Segment Start: DATASET ENTRIES

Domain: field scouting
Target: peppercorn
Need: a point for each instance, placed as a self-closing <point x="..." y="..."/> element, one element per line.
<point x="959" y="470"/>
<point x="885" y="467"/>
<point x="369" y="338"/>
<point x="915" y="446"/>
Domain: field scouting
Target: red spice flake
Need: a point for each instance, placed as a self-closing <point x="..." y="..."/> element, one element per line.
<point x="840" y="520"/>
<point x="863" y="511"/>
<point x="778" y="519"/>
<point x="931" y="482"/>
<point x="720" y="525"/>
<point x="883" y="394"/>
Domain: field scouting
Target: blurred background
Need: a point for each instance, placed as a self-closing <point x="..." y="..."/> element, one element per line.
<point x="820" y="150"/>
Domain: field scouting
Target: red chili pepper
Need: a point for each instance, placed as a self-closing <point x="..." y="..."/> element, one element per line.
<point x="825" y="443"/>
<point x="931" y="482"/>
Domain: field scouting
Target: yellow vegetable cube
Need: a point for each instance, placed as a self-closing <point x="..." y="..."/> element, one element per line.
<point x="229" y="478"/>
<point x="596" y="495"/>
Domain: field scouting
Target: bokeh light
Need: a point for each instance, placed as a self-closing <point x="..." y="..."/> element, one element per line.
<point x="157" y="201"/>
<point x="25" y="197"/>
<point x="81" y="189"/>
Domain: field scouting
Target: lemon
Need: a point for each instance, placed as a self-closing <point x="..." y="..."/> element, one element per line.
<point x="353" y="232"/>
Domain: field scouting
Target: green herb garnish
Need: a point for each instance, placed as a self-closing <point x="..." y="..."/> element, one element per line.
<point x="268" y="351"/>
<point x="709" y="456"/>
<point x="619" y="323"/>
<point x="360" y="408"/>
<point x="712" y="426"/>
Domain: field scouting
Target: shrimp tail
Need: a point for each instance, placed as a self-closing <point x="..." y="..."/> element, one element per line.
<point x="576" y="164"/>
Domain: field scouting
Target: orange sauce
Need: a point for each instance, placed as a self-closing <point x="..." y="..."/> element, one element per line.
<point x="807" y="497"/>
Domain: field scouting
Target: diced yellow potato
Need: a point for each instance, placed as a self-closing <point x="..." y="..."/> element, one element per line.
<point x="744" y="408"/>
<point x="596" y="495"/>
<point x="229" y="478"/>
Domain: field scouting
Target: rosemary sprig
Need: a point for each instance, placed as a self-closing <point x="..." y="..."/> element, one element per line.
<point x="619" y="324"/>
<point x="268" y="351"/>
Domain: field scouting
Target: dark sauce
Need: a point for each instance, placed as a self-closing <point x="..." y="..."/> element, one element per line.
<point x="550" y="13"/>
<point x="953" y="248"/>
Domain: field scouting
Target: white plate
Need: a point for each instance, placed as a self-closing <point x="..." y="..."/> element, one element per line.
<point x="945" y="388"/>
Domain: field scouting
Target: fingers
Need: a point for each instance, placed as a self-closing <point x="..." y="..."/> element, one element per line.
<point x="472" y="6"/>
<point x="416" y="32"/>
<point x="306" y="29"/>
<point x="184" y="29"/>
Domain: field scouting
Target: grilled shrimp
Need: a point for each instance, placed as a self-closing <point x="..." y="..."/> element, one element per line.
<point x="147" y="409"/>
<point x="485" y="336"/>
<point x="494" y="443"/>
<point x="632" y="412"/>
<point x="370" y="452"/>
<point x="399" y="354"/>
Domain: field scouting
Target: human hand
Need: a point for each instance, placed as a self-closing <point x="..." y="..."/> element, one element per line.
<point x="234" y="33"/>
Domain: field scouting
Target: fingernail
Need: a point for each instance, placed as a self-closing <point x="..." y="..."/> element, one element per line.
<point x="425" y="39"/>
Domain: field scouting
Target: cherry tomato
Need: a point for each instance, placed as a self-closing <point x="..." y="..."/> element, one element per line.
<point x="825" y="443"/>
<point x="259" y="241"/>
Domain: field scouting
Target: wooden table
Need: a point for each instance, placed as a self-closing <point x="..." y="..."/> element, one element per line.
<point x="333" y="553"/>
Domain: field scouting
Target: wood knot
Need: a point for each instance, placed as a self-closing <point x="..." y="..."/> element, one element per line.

Segment End: DATASET ENTRIES

→ **EXERCISE**:
Say only how many lines among the entries above contain the string "sauce".

→ **RESPONSE TO THIS EXERCISE**:
2